* _Consigne_:
Pour chacune des trois affirmations suivantes, dites par oui ou par non si elle concorde avec l'extrait sur l'admission exceptionnelle au séjour, en citant à l'identique les mots du texte qui tranchent.
1. La carte de séjour temporaire délivrée au titre de l'article L. 435-1 peut porter la mention « vie privée et familiale ».
2. La commission du titre de séjour est instituée dans chaque région.
3. Le titre de séjour italien de M. B... était valable jusqu'au 1er juillet 2019.

* _Texte à lire_:
6. En premier lieu, aux termes de l'article L. 435-1 du code de l'entrée et du séjour des étrangers et du droit d'asile : " L'étranger dont l'admission au séjour répond à des considérations humanitaires ou se justifie au regard des motifs exceptionnels qu'il fait valoir peut se voir délivrer une carte de séjour temporaire portant la mention "salarié", "travailleur temporaire" ou "vie privée et familiale", sans que soit opposable la condition prévue à l'article L. 412-1. / Lorsqu'elle envisage de refuser la demande d'admission exceptionnelle au séjour formée par un étranger qui justifie par tout moyen résider habituellement en France depuis plus de dix ans, l'autorité administrative est tenue de soumettre cette demande pour avis à la commission du titre de séjour prévue à l'article L. 432-14 ". L'article L. 432-13 du même code prévoit que : " Dans chaque département est instituée une commission du titre de séjour qui est saisie pour avis par l'autorité administrative : (...) / 4° Dans le cas prévu à l'article L. 435-1 ".

7. Si M. B... soutient résider en France depuis plus de dix ans à la date de la décision attaquée, et produit à cet égard plusieurs pièces, notamment des bulletins de salaire, il ressort toutefois des pièces du dossier, d'une part, que l'intéressé n'est pas en mesure d'établir une résidence habituelle en France depuis 2011, notamment pour les années 2011, 2012 et 2013, et, d'autre part, qu'il s'est vu délivrer un titre de séjour italien, valable du 3 avril 2017 au 1er juillet 2019, et que, depuis, il s'est absenté de son travail à plusieurs reprises pendant plusieurs mois à partir de 2017. Par suite, c'est à bon droit que le tribunal administratif d'Orléans a considéré que M. B... n'était pas fondé à soutenir que la préfète s'est abstenue à tort de de saisir la commission du titre de séjour. Le moyen tiré du vice de procédure doit être écarté.

* _Données fournies_:
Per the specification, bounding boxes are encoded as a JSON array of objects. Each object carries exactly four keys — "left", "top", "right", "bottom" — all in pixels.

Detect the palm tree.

* _Réponse_:
1. Oui : « une carte de séjour temporaire portant la mention "salarié", "travailleur temporaire" ou "vie privée et familiale" ».
2. Non : « Dans chaque département est instituée une commission du titre de séjour ».
3. Oui : « un titre de séjour italien, valable du 3 avril 2017 au 1er juillet 2019 ».